### Schriftliche Aufgabe
Sammle bitte jede Zeile der Einträge, die das Wort „item“ enthält, und gib sie wortgetreu wieder.

____

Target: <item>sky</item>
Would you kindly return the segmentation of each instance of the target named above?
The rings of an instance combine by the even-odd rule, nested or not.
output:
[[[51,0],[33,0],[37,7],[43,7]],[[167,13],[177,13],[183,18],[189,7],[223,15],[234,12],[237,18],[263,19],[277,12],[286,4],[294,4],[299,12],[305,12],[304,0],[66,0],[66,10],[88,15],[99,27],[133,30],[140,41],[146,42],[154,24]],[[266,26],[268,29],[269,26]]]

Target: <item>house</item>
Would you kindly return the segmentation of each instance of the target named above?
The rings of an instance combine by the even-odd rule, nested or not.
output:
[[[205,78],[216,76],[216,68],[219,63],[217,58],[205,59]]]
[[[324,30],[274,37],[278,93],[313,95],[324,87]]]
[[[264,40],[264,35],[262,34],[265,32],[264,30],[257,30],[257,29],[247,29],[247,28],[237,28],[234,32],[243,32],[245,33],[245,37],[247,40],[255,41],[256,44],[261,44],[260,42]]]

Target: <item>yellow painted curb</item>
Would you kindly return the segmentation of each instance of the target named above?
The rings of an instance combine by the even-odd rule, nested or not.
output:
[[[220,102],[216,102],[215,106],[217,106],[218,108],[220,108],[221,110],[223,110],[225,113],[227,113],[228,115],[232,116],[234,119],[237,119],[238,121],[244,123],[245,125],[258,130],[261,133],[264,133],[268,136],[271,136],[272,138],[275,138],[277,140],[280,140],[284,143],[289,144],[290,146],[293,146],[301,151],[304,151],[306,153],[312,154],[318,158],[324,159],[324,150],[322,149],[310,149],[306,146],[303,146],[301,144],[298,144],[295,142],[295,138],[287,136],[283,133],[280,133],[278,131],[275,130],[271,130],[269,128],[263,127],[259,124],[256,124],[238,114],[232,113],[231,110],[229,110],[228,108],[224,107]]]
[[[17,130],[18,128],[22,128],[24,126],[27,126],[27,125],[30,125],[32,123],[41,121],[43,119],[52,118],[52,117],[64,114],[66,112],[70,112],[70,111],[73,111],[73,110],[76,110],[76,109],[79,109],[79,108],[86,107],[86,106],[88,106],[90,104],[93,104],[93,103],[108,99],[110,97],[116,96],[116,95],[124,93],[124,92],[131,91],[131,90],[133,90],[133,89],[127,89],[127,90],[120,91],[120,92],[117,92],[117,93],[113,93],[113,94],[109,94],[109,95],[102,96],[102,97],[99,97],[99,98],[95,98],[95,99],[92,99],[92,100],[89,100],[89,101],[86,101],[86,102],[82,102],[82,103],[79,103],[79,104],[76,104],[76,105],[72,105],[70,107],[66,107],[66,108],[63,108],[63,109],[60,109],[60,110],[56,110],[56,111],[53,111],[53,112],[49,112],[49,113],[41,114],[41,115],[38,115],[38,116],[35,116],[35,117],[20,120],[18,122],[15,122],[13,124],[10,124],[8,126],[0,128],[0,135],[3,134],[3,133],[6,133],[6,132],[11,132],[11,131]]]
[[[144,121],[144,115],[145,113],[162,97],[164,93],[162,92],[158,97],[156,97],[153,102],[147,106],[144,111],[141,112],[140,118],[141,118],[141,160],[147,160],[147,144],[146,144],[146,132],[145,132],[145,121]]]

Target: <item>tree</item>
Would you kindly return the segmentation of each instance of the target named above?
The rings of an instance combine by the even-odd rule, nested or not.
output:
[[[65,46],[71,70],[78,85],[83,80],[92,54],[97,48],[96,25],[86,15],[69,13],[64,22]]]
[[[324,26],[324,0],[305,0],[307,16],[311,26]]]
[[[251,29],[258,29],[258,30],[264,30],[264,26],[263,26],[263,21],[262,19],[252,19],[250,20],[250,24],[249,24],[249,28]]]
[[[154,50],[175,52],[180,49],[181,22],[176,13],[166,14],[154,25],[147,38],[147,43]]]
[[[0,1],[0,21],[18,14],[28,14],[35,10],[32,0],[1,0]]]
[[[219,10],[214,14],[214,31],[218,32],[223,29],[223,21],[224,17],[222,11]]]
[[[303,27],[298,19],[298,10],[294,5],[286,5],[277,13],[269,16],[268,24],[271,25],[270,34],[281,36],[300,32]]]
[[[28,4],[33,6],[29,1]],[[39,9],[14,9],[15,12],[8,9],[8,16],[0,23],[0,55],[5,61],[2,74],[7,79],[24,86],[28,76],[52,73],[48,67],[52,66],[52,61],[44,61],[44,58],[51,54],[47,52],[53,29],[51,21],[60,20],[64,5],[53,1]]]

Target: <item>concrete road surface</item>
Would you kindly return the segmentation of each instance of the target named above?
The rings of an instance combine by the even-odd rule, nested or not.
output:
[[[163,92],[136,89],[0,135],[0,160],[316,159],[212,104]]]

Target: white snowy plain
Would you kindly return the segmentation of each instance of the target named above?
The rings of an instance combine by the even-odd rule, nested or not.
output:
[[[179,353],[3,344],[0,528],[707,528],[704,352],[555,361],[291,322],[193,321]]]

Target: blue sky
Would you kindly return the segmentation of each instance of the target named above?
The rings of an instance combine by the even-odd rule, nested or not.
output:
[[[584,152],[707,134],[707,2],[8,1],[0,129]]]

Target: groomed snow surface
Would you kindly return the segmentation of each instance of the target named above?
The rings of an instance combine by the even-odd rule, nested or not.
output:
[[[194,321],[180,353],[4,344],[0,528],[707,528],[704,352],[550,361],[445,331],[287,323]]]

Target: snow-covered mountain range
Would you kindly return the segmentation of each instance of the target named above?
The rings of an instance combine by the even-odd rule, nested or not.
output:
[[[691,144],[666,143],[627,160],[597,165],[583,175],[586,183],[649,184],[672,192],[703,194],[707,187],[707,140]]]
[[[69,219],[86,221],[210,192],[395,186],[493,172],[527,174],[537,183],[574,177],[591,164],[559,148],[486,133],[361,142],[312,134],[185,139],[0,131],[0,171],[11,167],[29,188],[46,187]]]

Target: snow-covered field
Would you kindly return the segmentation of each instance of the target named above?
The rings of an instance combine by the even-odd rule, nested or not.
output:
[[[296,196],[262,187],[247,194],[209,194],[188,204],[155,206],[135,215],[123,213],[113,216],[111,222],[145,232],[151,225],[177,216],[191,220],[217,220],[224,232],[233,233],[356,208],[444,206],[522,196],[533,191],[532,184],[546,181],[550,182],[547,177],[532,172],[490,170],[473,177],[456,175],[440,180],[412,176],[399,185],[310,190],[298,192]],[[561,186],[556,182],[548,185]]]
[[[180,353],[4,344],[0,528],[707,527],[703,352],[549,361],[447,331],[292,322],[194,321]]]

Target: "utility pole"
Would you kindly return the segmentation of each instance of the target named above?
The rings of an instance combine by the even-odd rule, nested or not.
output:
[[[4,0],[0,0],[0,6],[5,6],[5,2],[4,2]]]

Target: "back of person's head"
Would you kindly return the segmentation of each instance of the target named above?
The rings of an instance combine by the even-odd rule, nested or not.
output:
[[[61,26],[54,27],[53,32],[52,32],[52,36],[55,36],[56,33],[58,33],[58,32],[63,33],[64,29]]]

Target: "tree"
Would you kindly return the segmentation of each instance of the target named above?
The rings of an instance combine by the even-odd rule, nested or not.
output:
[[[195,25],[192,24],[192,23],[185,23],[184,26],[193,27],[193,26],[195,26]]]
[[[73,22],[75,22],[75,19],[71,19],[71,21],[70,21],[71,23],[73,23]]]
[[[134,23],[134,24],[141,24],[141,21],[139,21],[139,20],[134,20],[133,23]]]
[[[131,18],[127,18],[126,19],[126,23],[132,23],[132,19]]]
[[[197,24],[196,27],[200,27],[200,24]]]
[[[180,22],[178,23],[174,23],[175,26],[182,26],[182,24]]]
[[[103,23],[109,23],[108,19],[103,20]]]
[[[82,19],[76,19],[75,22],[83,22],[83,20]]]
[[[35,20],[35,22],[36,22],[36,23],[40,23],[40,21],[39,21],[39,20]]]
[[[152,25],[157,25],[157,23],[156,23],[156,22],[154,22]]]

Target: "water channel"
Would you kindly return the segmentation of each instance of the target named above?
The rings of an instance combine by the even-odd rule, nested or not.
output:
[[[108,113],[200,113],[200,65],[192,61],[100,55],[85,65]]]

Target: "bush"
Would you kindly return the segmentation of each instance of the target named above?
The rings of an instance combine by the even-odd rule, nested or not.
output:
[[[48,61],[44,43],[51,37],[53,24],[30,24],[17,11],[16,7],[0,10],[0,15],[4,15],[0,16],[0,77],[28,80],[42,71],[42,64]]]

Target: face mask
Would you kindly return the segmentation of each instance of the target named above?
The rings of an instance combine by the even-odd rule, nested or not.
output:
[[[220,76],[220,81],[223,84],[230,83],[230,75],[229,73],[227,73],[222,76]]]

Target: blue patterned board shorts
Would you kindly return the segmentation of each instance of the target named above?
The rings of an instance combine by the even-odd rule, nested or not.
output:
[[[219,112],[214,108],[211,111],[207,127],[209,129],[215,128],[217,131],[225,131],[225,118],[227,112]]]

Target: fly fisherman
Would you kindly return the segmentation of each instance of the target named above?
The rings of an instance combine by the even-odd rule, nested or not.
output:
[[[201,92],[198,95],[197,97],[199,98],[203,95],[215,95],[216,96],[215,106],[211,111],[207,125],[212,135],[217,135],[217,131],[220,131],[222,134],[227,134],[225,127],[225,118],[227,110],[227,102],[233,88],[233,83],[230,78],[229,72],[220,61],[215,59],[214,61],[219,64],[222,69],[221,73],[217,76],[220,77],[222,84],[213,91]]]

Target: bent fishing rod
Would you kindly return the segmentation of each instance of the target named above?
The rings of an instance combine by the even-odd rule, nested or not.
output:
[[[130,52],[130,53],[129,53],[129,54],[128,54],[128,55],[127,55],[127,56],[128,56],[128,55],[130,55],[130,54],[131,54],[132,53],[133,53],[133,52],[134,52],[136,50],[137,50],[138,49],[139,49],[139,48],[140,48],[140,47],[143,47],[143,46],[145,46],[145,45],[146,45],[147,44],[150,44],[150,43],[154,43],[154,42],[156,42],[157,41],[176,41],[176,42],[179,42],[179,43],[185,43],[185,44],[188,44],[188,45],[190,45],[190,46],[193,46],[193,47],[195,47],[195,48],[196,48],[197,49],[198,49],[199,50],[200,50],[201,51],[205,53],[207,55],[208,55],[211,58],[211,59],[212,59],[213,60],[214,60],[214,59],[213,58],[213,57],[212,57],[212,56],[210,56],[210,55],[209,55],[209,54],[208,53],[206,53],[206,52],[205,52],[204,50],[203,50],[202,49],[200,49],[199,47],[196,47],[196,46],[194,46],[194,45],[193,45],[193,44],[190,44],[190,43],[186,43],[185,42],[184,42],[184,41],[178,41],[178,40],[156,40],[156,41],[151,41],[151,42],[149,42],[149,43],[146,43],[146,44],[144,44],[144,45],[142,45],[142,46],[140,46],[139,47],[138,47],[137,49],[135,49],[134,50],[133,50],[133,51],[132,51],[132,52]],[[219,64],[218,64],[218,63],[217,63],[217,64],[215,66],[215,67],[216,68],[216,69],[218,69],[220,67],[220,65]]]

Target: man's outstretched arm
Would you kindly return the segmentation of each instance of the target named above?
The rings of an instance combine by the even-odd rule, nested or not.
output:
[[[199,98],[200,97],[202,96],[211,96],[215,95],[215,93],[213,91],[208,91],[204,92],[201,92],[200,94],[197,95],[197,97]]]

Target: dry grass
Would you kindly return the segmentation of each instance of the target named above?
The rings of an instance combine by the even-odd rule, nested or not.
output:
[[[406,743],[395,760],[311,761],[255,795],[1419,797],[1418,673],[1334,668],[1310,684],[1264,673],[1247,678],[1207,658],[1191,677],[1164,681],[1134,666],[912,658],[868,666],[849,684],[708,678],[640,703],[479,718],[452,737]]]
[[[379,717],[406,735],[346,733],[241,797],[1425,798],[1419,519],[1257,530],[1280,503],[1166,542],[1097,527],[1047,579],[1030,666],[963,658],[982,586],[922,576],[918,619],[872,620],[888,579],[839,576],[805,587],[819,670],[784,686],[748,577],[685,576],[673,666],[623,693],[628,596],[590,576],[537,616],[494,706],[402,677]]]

____

### Lösung der Übung
Target: <item>sky</item>
Target: <item>house</item>
Target: <item>yellow painted curb</item>
Target: <item>tree</item>
Target: <item>concrete road surface</item>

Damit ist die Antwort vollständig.